▶ OBJETIVO DO EXERCÍCIO:
Reproduza todas as entradas abaixo, com os pedidos incluídos, e reescale pelo fator 0,95 as coordenadas dos pontos nas respostas. Arredonde cada resultado para o inteiro mais próximo, com as metades para cima.

Trechos de dados de apontamento:
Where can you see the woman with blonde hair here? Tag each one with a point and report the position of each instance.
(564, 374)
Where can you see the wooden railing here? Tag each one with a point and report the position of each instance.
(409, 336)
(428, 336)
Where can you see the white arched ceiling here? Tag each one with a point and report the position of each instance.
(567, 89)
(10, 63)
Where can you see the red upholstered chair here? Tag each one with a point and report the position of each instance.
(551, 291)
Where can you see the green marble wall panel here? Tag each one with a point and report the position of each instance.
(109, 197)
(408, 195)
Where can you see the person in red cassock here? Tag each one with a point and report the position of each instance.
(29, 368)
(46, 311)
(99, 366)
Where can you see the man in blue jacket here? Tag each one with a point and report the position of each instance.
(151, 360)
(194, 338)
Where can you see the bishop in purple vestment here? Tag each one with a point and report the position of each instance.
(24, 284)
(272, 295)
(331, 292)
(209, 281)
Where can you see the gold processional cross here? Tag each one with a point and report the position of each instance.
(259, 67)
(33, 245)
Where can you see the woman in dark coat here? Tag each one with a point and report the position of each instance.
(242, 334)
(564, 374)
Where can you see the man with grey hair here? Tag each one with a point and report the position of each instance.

▶ EXERCÍCIO RESOLVIDO:
Where can you see the woman with blonde hair here? Tag each one with a point and report the position of each instance.
(536, 355)
Where can you see the wooden railing here? Tag each one with a point and report the position of each instance.
(389, 319)
(407, 319)
Where can you see the white arched ceiling here? Tag each one with a point and report the position of each instance.
(539, 85)
(10, 60)
Where can you see the red upholstered chair here? Tag each one with a point and report the position of each instance.
(523, 276)
Where can you see the green marble wall panel here? Tag each one with a point and report the position of each instance.
(104, 187)
(388, 185)
Where can you see the person in red cassock here? Tag each one with a point and report the position of each instance.
(28, 350)
(44, 295)
(94, 348)
Where can you see the man in blue jacket here? Tag each one with a point and report the position of each instance.
(143, 342)
(184, 321)
Where can you see the bishop in purple vestment here? Tag each one with a point and report the position of each instance.
(23, 270)
(258, 280)
(314, 277)
(199, 267)
Where can you see the gold processional cross here? Tag each one with a point and report the position of each instance.
(246, 64)
(31, 233)
Where can you see the woman in dark coat here? Tag each one with a point and report the position of each instance.
(230, 317)
(536, 355)
Where can you see the man with grey hair here? Tag each one with a point and report the position of each instance.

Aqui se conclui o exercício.